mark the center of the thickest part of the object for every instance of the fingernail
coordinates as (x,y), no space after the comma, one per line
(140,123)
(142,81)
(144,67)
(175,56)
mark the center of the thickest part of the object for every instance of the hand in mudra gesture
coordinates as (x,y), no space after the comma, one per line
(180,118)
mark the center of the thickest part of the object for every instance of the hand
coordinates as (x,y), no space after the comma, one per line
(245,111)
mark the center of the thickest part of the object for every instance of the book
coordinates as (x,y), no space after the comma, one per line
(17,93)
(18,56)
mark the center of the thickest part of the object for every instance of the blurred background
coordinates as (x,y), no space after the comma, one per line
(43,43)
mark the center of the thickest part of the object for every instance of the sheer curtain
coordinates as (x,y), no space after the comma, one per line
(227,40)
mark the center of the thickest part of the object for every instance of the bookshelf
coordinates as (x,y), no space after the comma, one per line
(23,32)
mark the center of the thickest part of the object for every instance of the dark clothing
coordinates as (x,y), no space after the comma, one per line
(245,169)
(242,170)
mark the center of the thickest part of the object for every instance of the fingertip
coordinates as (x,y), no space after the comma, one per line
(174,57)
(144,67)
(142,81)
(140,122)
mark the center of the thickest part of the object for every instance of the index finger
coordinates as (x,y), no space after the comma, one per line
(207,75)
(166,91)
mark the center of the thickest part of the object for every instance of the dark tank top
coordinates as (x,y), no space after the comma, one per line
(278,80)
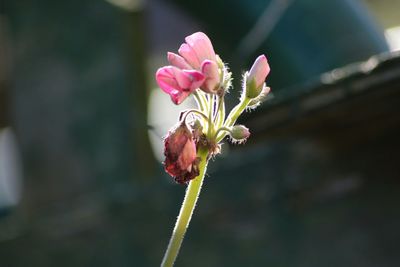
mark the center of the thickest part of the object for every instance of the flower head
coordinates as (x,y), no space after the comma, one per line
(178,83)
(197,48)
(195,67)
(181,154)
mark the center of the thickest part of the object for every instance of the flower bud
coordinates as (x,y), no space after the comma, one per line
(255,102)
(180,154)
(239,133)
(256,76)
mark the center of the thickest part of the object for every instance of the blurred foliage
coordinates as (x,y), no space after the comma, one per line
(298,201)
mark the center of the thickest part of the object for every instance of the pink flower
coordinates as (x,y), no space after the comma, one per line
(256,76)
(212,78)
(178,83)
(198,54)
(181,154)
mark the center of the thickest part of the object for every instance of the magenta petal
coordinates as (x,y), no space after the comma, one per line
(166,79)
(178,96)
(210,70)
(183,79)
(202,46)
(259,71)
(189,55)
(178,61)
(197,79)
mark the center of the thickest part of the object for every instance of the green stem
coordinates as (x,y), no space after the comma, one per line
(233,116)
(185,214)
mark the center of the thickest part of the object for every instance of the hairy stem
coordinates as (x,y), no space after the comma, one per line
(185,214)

======

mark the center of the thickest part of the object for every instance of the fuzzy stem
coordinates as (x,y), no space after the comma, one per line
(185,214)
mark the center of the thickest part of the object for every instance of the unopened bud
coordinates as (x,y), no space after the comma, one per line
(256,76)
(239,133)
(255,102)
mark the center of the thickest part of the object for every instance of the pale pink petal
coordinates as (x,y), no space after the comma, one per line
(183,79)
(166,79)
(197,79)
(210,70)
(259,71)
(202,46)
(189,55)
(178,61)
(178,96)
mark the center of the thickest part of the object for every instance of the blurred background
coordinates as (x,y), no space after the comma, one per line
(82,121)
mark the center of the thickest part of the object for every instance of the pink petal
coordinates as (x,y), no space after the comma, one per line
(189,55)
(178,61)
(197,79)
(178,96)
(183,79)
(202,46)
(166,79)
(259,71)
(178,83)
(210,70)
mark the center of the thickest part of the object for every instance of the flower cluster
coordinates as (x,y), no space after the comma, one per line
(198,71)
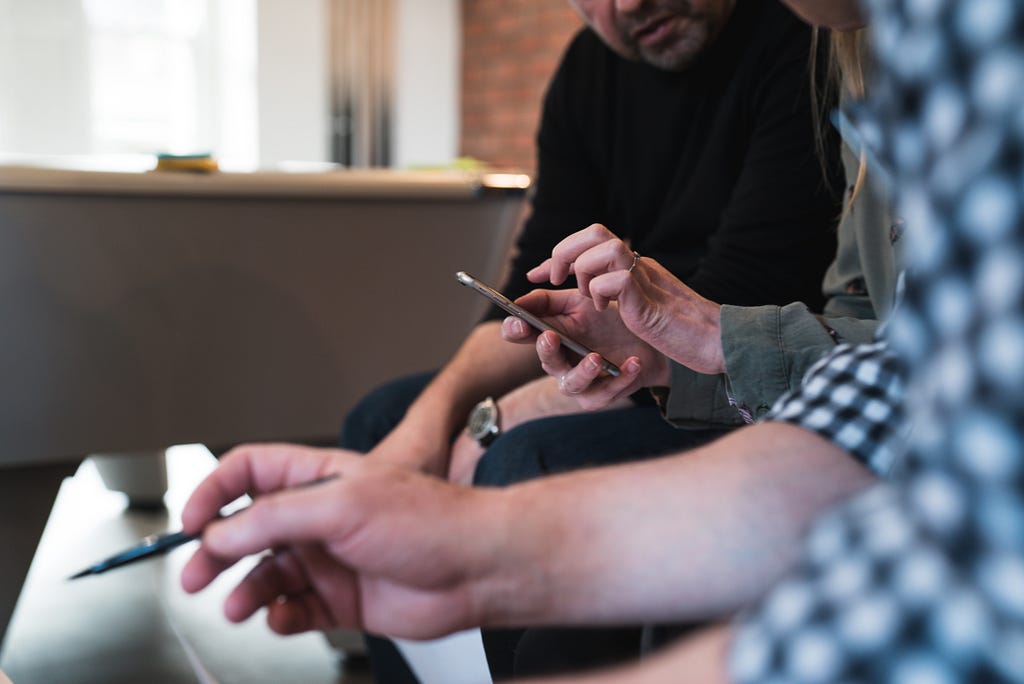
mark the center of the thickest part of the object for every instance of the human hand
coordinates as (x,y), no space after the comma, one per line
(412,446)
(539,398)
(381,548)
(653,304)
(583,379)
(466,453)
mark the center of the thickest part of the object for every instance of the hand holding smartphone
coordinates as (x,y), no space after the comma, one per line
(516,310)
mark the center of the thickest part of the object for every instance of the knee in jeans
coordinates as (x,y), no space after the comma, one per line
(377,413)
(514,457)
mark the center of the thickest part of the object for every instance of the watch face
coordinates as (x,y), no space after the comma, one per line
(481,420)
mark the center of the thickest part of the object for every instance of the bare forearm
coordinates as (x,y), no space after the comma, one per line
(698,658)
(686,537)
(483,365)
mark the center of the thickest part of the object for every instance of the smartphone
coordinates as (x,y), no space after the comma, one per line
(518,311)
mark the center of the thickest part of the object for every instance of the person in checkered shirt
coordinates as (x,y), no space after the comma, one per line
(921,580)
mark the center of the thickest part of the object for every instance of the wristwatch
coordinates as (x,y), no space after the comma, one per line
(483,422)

======

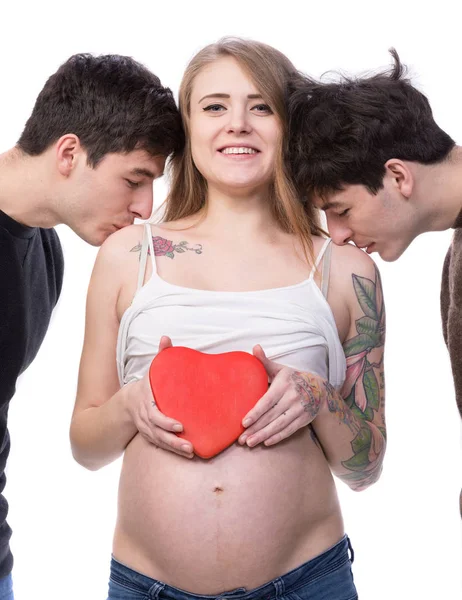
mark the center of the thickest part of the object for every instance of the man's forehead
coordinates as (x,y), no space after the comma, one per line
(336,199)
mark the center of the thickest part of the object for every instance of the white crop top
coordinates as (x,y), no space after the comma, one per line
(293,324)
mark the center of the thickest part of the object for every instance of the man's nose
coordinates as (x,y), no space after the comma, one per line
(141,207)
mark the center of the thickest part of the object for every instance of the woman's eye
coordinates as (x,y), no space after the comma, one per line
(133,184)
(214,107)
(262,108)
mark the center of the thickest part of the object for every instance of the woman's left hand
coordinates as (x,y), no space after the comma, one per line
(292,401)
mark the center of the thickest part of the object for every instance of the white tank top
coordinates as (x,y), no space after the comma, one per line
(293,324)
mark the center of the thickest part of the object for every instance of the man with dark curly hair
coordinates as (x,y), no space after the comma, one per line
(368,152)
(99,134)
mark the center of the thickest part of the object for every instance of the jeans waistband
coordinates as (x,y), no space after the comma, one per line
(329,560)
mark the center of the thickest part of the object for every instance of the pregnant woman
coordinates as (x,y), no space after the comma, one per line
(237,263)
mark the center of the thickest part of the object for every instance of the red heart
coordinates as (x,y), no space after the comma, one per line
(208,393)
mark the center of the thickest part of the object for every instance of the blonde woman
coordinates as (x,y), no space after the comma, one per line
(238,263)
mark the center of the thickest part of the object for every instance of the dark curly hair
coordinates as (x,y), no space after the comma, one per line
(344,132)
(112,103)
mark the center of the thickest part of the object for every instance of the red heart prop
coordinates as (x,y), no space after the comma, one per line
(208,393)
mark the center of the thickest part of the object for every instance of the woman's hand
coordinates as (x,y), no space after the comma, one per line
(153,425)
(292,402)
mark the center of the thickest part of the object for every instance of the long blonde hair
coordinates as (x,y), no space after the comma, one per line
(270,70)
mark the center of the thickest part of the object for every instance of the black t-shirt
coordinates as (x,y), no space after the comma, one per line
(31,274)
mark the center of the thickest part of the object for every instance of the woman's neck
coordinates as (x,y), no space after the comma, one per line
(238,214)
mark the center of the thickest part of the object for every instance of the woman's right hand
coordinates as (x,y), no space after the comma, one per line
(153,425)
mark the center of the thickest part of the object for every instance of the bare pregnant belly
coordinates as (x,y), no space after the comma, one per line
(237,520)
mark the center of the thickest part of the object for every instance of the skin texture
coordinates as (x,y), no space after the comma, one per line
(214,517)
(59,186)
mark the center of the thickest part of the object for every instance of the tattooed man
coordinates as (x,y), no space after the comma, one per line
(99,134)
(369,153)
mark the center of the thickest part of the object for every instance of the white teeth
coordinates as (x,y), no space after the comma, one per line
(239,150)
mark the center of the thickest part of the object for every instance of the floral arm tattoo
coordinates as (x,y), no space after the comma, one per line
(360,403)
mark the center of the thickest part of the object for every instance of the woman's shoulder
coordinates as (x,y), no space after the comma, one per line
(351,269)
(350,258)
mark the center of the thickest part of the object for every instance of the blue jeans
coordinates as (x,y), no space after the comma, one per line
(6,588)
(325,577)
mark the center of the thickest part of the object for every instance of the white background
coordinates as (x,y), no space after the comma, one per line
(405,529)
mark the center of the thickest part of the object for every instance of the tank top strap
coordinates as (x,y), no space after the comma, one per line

======

## DIRECTIVE
Select every line in the material above that contains the word "blonde", and copy each of those lines out in full.

## SOLUTION FOR THIS EXERCISE
mark the center of the thickest part of the object for every instance of the blonde woman
mark the center of the thickest part of the object for every instance of the long blonde hair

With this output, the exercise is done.